* _Problem details_: Output the lines below as a numbered list, omitting blank lines and excluding the pictures.

* _Extracted records_:

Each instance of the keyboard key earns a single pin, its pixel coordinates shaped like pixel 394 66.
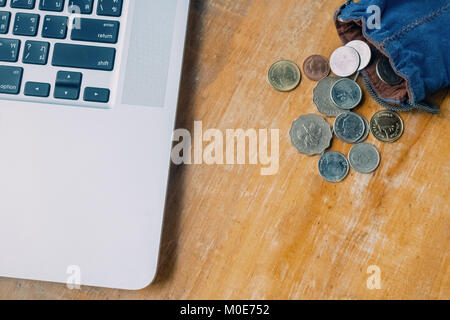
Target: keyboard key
pixel 5 17
pixel 96 31
pixel 112 8
pixel 9 49
pixel 22 4
pixel 26 24
pixel 55 27
pixel 84 57
pixel 68 85
pixel 51 5
pixel 10 79
pixel 81 6
pixel 96 95
pixel 37 89
pixel 35 52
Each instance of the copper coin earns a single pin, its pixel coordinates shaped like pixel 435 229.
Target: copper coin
pixel 316 67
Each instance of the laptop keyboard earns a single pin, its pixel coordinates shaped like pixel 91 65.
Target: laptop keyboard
pixel 60 51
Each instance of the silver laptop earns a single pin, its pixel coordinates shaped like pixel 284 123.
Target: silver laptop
pixel 88 96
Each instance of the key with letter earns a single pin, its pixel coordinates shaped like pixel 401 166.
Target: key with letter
pixel 85 57
pixel 96 30
pixel 9 49
pixel 10 79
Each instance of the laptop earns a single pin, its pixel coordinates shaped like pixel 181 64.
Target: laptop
pixel 88 98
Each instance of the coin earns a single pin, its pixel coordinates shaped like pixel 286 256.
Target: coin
pixel 345 61
pixel 333 166
pixel 366 130
pixel 346 94
pixel 387 126
pixel 322 97
pixel 363 50
pixel 349 127
pixel 284 75
pixel 311 134
pixel 386 73
pixel 316 67
pixel 364 158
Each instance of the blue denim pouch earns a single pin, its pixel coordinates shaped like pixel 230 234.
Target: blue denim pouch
pixel 414 35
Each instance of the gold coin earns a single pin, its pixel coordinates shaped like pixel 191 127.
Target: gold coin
pixel 284 75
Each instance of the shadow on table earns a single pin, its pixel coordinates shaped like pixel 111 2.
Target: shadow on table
pixel 176 185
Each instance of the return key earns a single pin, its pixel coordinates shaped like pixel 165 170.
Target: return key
pixel 95 30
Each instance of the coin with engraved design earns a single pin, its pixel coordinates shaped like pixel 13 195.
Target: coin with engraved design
pixel 333 166
pixel 364 158
pixel 322 97
pixel 349 127
pixel 284 75
pixel 345 61
pixel 387 126
pixel 311 134
pixel 316 67
pixel 346 94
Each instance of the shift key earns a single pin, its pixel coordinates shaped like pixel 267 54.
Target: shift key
pixel 83 57
pixel 10 79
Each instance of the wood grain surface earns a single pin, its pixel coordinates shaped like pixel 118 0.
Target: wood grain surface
pixel 231 233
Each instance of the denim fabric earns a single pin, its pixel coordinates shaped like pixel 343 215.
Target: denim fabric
pixel 414 34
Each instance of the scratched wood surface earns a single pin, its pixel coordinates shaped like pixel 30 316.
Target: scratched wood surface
pixel 232 233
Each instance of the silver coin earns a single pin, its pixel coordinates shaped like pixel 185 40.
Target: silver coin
pixel 349 127
pixel 322 97
pixel 346 94
pixel 386 73
pixel 366 130
pixel 333 166
pixel 363 50
pixel 311 134
pixel 364 158
pixel 344 61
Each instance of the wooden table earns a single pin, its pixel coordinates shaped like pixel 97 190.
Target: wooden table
pixel 231 233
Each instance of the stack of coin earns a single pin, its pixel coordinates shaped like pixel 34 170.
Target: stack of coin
pixel 336 97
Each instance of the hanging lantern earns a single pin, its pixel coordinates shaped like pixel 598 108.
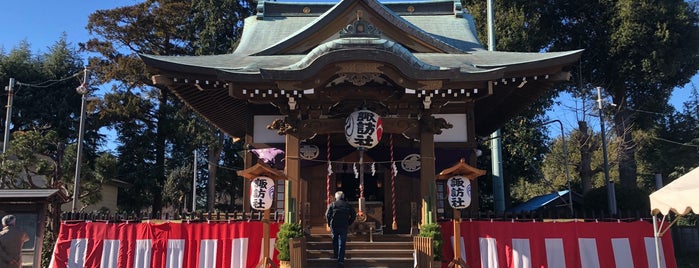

* _Task response_:
1. Each instance of the keyboard key earns a single pin, its pixel coordinates shaped like pixel 394 66.
2. Target: keyboard key
3. pixel 5 17
4. pixel 96 31
5. pixel 112 8
6. pixel 9 49
7. pixel 22 4
8. pixel 26 24
9. pixel 55 27
10. pixel 84 57
11. pixel 68 85
12. pixel 51 5
13. pixel 10 79
14. pixel 81 6
15. pixel 96 95
16. pixel 37 89
17. pixel 35 52
18. Each instance of the copper coin earns a single pin, its pixel coordinates shaped like pixel 435 229.
19. Target: copper coin
20. pixel 316 67
21. Each instance of the laptop keyboard earns a single pin, its pixel coordinates shaped like pixel 91 65.
22. Target: laptop keyboard
23. pixel 60 51
24. Each instance of the silver laptop earns a single pin, its pixel coordinates shaped like pixel 284 123.
25. Target: silver laptop
26. pixel 88 96
27. Each instance of the key with letter earns a single pin, its pixel coordinates shaped like pixel 401 166.
28. Target: key with letter
29. pixel 85 57
30. pixel 96 30
31. pixel 9 49
32. pixel 10 79
33. Each instance of the laptop earns a single pin, its pixel coordinates shaped like pixel 181 64.
34. Target: laptop
35. pixel 88 98
36. Each instance of the coin earns a single pin, its pixel coordinates shaped like pixel 286 256.
37. Target: coin
38. pixel 345 61
39. pixel 333 166
40. pixel 366 130
41. pixel 346 94
42. pixel 387 126
43. pixel 322 97
44. pixel 363 50
45. pixel 349 127
46. pixel 284 75
47. pixel 311 134
48. pixel 386 73
49. pixel 316 67
50. pixel 364 158
51. Each instance of the blue denim pouch earns a single pin, its pixel coordinates shaped like pixel 230 234.
52. Target: blue denim pouch
53. pixel 414 35
54. Each instance of the gold coin earns a single pin, its pixel coordinates shaped like pixel 191 127.
55. Target: gold coin
56. pixel 284 75
57. Each instance of the shadow on table earns a single pin, its pixel coordinates shaped like pixel 111 2.
58. Target: shadow on table
59. pixel 176 185
60. Each instance of the return key earns a single pin, its pixel coordinates shaped like pixel 165 170.
61. Target: return key
62. pixel 95 30
63. Each instance of the coin with engraved design earns a single pin, its pixel coordinates shaped like pixel 13 195.
64. Target: coin with engraved design
65. pixel 333 166
66. pixel 364 158
67. pixel 322 97
68. pixel 349 127
69. pixel 284 75
70. pixel 345 61
71. pixel 387 126
72. pixel 311 134
73. pixel 316 67
74. pixel 346 94
75. Each instance of the shift key earns a single pin, its pixel coordinates shaped like pixel 267 54.
76. Target: shift key
77. pixel 83 57
78. pixel 10 79
79. Each instance of the wood grain surface earns a single pin, its pixel coordinates shaped like pixel 118 0.
80. Target: wood grain surface
81. pixel 231 233
82. Each instance of the denim fabric earns a single pin, its pixel coordinates shaped like pixel 343 215.
83. Target: denim fabric
84. pixel 414 34
85. Each instance of the scratched wood surface earns a single pin, its pixel coordinates shaped like pixel 30 316.
86. Target: scratched wood surface
87. pixel 232 233
88. Each instance of the silver coin earns a single pin, its pixel coordinates shaped like pixel 185 40.
89. Target: silver coin
90. pixel 349 127
91. pixel 322 97
92. pixel 346 94
93. pixel 386 73
94. pixel 366 130
95. pixel 333 166
96. pixel 363 50
97. pixel 311 134
98. pixel 364 158
99. pixel 344 61
100. Each instance of the wooden table earns a single pin, its pixel coordinates shaped like pixel 97 190.
101. Target: wooden table
102. pixel 231 233
103. Each instance of the stack of coin earns a single pin, its pixel coordinates shaped like pixel 34 170.
104. Target: stack of coin
105. pixel 336 97
106. Each instance of the hanging lantern earns a single pin, its pixel coordinates shaped like pixel 598 108.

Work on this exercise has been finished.